PROBLEM DESCRIPTION => Print the DS-MRR patch below from "From a88bd5cf56f44f7e1a2714b471f13f123735f864 Mon" to "buffer refill logic)", keeping every character as it appears.

===== PASSAGE GIVEN

From a88bd5cf56f44f7e1a2714b471f13f123735f864 Mon Sep 17 00:00:00 2001
From: Sergey Petrunya <psergey@askmonty.org>
Date: Thu, 28 Oct 2010 20:48:16 +0400
Subject: [PATCH 44/49] DS-MRR improvements: - address the review feedback
 (class/var renames) - fix wrong test result (bug in buffer refill logic)

---
 sql/multi_range_read.cc | 27 ++++++++++++++++-----------
 sql/multi_range_read.h  | 16 ++++++++--------
 2 files changed, 24 insertions(+), 19 deletions(-)

diff --git a/sql/multi_range_read.cc b/sql/multi_range_read.cc
index 4df2c4209d9..9e8ffef529a 100644
--- a/sql/multi_range_read.cc
+++ b/sql/multi_range_read.cc
@@ -623,21 +623,26 @@ int Mrr_ordered_rndpos_reader::get_next(char **range_info)
 
   while (1)
   {
-    if (rowid_buffer->is_empty())
+    if (rowid_buffer->is_empty()) /* We're out of rowids */
     {
-      /*
-        We're out of rowids. If there are still some sorted keys, use up them
-        first (that is, don't call re-fill for keys when we still have some).

==========
===== INFORMATION SHOWN

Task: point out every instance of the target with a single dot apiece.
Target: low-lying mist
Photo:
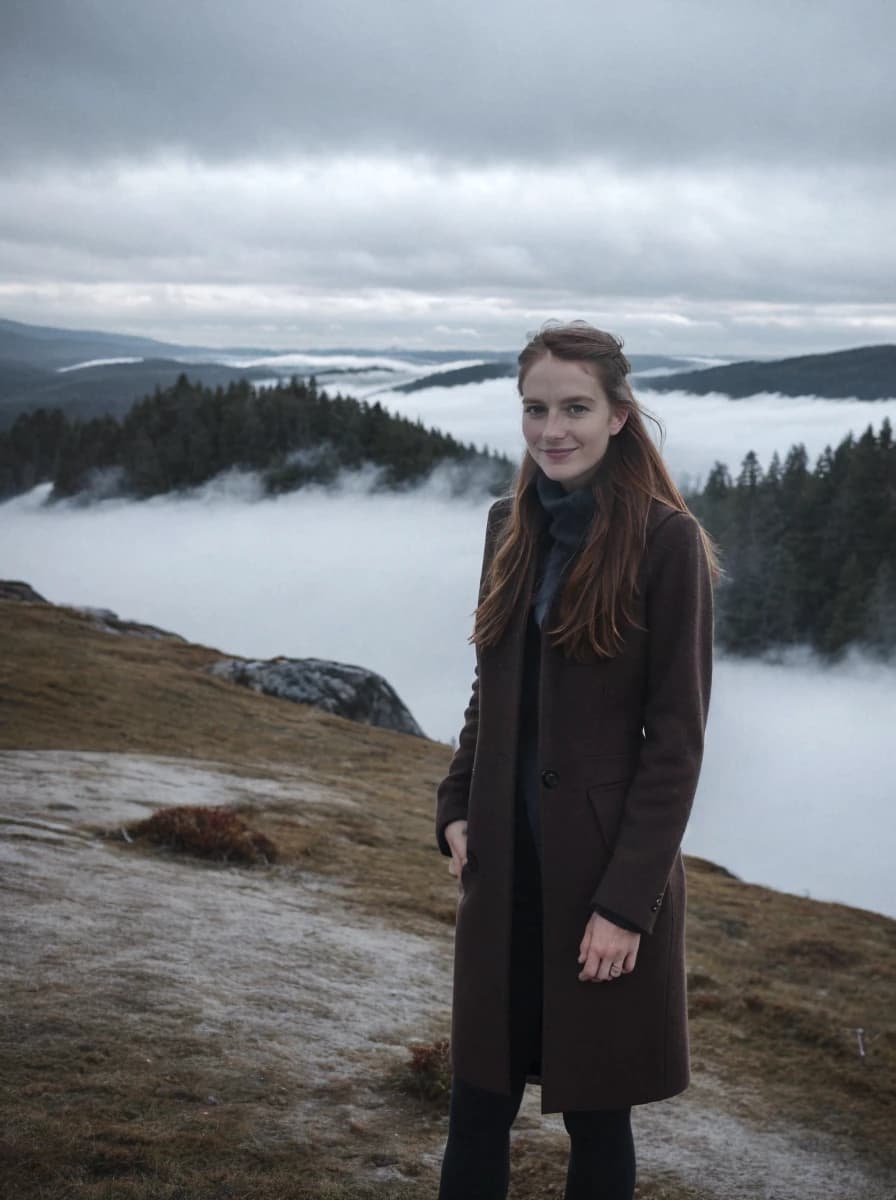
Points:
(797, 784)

==========
===== INFORMATION SHOWN

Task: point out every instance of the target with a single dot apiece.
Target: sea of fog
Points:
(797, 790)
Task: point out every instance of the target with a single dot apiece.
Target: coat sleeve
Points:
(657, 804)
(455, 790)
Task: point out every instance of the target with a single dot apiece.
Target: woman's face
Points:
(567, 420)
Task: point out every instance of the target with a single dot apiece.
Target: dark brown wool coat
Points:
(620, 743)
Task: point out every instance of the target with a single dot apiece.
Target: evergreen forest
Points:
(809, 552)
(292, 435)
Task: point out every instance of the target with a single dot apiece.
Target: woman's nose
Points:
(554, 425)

==========
===== INFORMATION SHOWN

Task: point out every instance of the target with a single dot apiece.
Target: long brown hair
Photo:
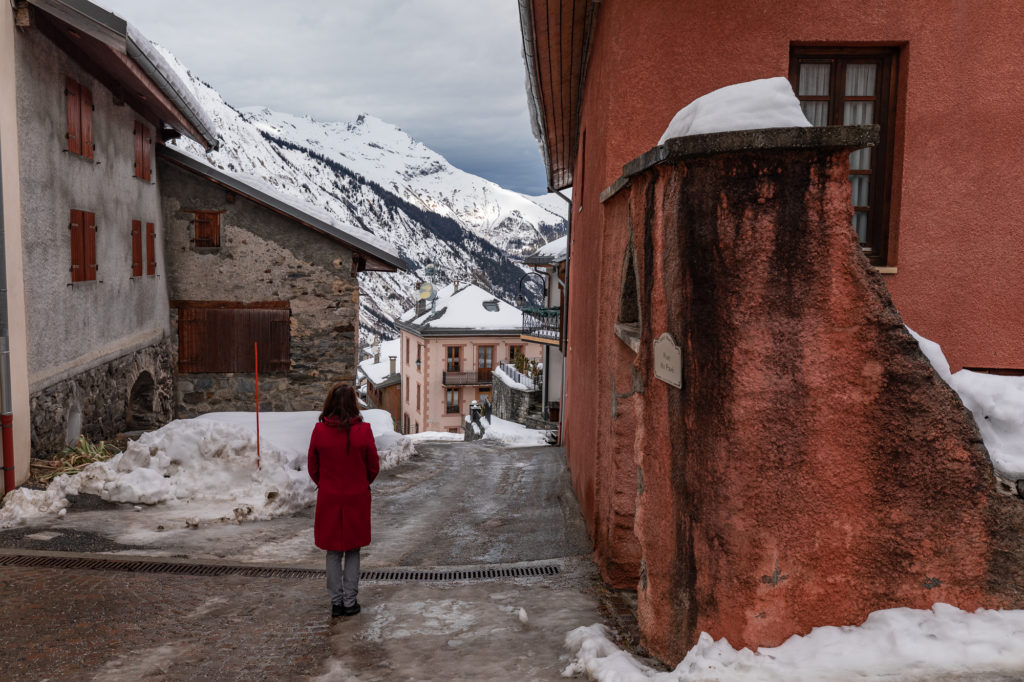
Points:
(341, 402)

==========

OUTPUT FOR THIS TASK =>
From a88bd5cf56f44f7e1a2714b471f13f123735f864 Mon Sep 17 00:00:00 2001
From: Sergey Petrunya <psergey@askmonty.org>
Date: Thu, 28 Oct 2010 20:48:16 +0400
Subject: [PATCH 44/49] DS-MRR improvements: - address the review feedback
 (class/var renames) - fix wrong test result (bug in buffer refill logic)